Source data

START

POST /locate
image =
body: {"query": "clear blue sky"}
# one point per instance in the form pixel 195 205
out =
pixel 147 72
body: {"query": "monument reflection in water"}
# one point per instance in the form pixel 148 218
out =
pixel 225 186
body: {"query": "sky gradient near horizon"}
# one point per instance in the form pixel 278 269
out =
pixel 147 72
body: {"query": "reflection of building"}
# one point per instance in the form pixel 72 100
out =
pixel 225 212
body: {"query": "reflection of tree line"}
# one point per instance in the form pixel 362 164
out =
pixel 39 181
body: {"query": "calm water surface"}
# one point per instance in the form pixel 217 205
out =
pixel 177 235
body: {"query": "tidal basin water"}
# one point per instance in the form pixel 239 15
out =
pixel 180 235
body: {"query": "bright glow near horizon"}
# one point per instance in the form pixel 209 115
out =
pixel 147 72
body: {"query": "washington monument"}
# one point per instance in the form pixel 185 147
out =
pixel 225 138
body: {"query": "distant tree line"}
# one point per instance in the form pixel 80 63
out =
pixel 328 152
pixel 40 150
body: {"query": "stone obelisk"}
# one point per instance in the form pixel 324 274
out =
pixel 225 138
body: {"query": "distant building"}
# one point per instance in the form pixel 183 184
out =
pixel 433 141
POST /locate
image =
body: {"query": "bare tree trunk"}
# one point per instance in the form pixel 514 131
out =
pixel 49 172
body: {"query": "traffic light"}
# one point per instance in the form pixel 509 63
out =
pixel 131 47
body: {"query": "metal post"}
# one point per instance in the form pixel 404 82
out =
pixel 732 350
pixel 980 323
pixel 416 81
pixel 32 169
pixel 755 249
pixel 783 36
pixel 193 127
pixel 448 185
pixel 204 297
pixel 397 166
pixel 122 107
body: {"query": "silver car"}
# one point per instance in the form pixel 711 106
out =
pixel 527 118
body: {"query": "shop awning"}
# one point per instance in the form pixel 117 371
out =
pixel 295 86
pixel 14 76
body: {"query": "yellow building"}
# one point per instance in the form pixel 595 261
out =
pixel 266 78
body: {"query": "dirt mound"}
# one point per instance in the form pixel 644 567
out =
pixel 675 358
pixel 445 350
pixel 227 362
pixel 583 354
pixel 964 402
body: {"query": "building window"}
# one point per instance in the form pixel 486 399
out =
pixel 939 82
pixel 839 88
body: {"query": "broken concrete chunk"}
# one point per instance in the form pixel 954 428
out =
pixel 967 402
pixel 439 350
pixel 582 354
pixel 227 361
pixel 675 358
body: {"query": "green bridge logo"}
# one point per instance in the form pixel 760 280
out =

END

Task directions -> Extract each line of the material that contains the word "near", and copy those lines in full.

Exercise output ->
body: {"query": "sky gradient near horizon"}
body: {"query": "bright glow near horizon"}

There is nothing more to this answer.